◆ Required work:
From the listing below, copy out every line where the word "handbag" appears.

# # # #

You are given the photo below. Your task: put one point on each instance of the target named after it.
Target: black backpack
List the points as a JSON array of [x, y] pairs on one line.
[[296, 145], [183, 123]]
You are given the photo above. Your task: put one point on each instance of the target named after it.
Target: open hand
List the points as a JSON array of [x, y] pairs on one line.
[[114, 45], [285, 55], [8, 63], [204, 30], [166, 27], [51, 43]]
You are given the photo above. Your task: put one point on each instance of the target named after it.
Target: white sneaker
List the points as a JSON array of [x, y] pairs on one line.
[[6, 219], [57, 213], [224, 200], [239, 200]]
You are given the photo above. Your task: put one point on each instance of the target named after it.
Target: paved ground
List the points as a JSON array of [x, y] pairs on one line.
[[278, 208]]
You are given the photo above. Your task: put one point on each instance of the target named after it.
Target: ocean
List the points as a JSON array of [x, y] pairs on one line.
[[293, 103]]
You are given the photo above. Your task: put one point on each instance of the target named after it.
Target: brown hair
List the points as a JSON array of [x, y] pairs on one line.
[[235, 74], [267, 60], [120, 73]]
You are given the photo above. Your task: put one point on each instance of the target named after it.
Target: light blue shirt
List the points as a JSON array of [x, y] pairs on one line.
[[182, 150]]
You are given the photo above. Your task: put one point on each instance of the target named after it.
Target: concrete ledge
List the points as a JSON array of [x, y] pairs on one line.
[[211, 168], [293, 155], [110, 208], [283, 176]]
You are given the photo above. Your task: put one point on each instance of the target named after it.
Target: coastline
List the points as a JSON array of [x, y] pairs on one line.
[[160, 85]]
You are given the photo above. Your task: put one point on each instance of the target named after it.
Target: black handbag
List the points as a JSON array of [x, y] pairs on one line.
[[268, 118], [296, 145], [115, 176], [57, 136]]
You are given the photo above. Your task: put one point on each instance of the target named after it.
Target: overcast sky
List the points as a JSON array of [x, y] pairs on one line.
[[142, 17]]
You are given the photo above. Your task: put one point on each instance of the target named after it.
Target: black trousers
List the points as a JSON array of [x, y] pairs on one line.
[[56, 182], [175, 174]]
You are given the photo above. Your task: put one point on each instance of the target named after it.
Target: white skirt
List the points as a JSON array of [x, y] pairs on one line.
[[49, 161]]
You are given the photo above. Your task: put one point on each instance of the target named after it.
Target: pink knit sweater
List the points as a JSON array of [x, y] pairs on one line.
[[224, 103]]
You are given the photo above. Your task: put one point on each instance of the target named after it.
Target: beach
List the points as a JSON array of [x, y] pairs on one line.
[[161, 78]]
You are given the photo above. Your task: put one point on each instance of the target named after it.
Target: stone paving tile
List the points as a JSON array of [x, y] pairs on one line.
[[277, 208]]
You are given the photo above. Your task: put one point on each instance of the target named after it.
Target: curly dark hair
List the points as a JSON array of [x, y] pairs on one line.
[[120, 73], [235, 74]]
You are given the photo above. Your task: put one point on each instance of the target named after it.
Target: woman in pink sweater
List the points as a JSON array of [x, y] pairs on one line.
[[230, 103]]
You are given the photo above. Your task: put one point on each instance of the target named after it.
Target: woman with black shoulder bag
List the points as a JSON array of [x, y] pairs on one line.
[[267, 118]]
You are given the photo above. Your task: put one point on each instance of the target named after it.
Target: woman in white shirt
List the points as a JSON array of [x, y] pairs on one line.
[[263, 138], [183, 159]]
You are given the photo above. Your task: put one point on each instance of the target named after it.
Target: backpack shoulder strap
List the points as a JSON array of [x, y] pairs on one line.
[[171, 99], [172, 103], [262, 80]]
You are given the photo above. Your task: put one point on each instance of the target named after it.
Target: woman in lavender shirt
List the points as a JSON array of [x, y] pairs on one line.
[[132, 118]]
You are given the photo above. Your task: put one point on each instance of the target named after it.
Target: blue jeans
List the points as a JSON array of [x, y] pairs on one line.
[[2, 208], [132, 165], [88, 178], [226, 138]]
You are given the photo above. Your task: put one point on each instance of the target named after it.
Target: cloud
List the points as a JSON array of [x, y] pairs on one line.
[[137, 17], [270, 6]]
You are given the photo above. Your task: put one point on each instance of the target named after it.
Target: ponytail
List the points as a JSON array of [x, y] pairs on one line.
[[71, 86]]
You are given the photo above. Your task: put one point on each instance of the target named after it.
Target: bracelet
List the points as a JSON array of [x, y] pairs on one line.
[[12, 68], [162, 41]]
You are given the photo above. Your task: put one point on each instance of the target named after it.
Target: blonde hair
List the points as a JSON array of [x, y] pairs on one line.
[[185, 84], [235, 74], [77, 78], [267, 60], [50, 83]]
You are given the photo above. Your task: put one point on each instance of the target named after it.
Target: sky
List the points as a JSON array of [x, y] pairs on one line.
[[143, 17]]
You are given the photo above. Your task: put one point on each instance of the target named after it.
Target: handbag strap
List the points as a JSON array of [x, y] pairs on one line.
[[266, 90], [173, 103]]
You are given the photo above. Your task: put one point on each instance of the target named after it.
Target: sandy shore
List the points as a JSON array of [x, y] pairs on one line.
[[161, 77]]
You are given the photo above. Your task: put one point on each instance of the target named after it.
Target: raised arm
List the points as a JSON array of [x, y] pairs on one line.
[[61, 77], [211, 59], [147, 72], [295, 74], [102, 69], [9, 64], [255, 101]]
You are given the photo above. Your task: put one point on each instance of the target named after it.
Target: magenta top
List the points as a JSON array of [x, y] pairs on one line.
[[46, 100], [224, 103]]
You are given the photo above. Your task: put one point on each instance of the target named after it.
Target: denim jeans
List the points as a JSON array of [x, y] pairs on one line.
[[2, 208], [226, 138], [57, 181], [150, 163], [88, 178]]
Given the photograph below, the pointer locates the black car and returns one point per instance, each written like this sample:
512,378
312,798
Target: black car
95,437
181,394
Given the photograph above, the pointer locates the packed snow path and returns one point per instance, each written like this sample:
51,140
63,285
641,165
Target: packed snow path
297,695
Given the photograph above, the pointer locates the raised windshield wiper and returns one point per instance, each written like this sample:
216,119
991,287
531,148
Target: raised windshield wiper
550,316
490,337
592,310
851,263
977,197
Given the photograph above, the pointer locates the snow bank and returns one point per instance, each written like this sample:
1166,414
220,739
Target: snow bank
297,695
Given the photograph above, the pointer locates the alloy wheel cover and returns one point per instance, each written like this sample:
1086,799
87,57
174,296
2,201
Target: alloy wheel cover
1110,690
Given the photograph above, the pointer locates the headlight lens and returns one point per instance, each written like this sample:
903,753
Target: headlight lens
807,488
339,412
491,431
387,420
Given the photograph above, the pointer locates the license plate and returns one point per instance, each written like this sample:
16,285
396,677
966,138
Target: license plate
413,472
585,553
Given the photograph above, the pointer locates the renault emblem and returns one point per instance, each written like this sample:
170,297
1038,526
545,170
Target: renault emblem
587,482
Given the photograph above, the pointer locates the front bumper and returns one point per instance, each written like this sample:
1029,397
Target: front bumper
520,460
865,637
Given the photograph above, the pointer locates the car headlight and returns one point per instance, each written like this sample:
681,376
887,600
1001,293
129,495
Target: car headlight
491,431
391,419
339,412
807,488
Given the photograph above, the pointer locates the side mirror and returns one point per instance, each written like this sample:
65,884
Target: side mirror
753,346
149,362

# # # #

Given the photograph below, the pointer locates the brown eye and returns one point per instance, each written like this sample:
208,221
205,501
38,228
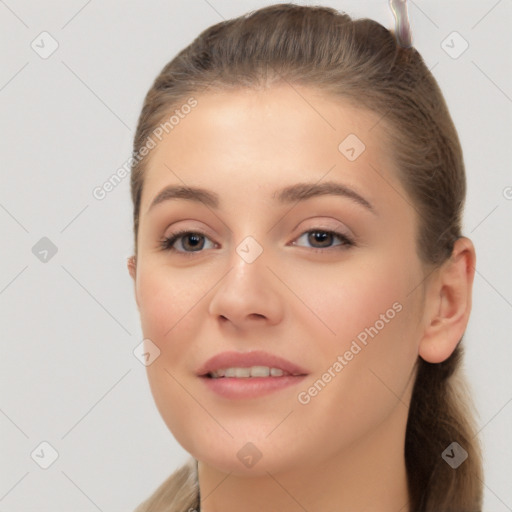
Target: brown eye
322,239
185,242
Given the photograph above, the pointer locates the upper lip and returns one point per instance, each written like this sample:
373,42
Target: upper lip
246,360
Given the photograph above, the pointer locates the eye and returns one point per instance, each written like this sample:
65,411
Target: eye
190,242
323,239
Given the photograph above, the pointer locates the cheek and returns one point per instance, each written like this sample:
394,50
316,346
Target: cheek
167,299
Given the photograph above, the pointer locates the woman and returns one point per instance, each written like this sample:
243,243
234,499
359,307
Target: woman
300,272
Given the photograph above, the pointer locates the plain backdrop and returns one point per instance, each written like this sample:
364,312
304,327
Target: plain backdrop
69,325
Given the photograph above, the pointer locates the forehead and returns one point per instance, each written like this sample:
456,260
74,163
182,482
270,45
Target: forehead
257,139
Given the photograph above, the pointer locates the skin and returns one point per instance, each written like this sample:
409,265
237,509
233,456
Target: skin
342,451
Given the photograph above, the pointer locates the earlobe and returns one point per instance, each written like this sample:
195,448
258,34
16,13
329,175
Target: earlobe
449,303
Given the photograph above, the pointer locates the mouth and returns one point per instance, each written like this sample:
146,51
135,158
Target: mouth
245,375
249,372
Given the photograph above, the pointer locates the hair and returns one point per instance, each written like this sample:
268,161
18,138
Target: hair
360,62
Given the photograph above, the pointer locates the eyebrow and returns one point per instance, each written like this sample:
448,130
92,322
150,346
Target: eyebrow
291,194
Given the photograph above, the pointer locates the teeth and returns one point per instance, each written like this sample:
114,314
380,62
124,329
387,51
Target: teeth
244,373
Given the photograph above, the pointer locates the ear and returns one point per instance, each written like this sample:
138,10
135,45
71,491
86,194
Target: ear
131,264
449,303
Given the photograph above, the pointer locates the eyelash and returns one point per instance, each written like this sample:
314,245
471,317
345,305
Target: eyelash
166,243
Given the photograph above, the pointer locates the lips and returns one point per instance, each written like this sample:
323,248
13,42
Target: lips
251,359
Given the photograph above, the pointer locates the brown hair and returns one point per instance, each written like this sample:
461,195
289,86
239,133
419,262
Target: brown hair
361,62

# # # #

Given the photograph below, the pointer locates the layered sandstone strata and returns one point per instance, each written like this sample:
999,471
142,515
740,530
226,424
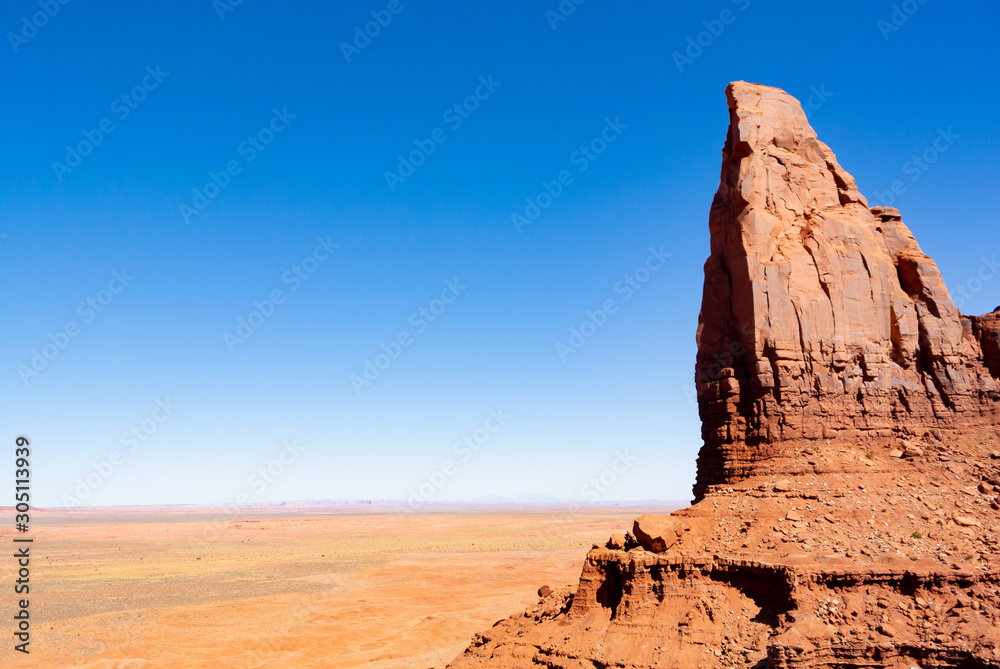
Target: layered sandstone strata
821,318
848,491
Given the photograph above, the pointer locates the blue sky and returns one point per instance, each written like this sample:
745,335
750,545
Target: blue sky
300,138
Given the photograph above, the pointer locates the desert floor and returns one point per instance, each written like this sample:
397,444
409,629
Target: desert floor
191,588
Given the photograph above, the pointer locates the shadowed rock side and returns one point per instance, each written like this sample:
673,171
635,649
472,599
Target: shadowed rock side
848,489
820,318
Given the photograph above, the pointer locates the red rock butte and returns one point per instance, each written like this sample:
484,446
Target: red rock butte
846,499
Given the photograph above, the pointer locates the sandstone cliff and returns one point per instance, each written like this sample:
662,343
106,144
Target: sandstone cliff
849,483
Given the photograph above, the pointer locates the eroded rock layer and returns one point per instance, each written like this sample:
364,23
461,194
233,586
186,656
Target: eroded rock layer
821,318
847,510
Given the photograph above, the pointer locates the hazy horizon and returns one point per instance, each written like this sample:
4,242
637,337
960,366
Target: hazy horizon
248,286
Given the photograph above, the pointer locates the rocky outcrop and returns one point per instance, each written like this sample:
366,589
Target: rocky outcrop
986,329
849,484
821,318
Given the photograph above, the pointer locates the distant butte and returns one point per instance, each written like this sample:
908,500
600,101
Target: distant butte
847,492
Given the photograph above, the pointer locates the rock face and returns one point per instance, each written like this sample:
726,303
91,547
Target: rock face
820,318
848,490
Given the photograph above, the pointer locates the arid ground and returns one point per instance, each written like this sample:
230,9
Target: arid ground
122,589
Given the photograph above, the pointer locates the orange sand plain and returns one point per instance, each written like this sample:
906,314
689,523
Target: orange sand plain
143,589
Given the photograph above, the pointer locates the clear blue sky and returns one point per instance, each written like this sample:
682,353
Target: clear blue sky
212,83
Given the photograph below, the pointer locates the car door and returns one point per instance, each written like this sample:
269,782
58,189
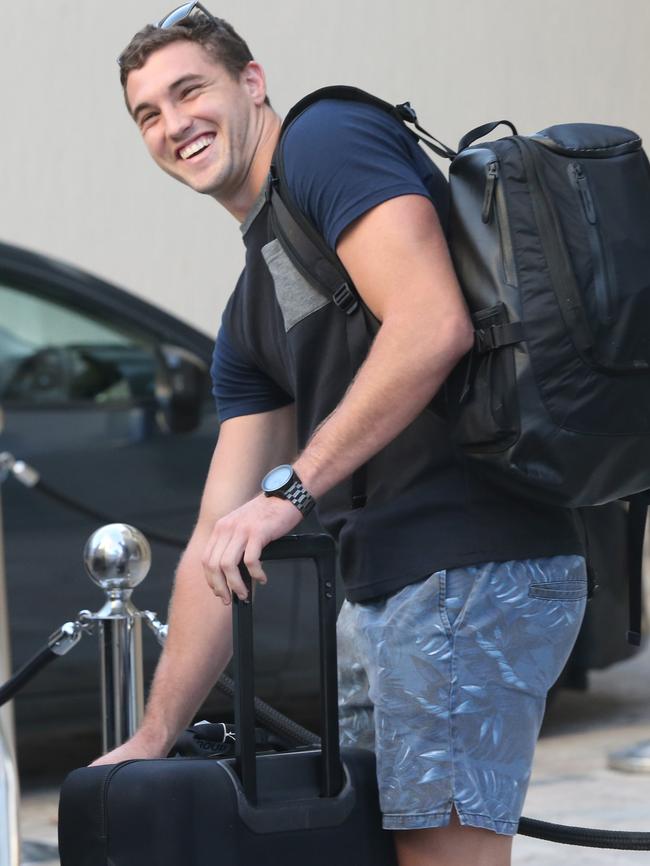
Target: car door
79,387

# # # #

◆ Written response:
Target: black handbag
Target: handbag strap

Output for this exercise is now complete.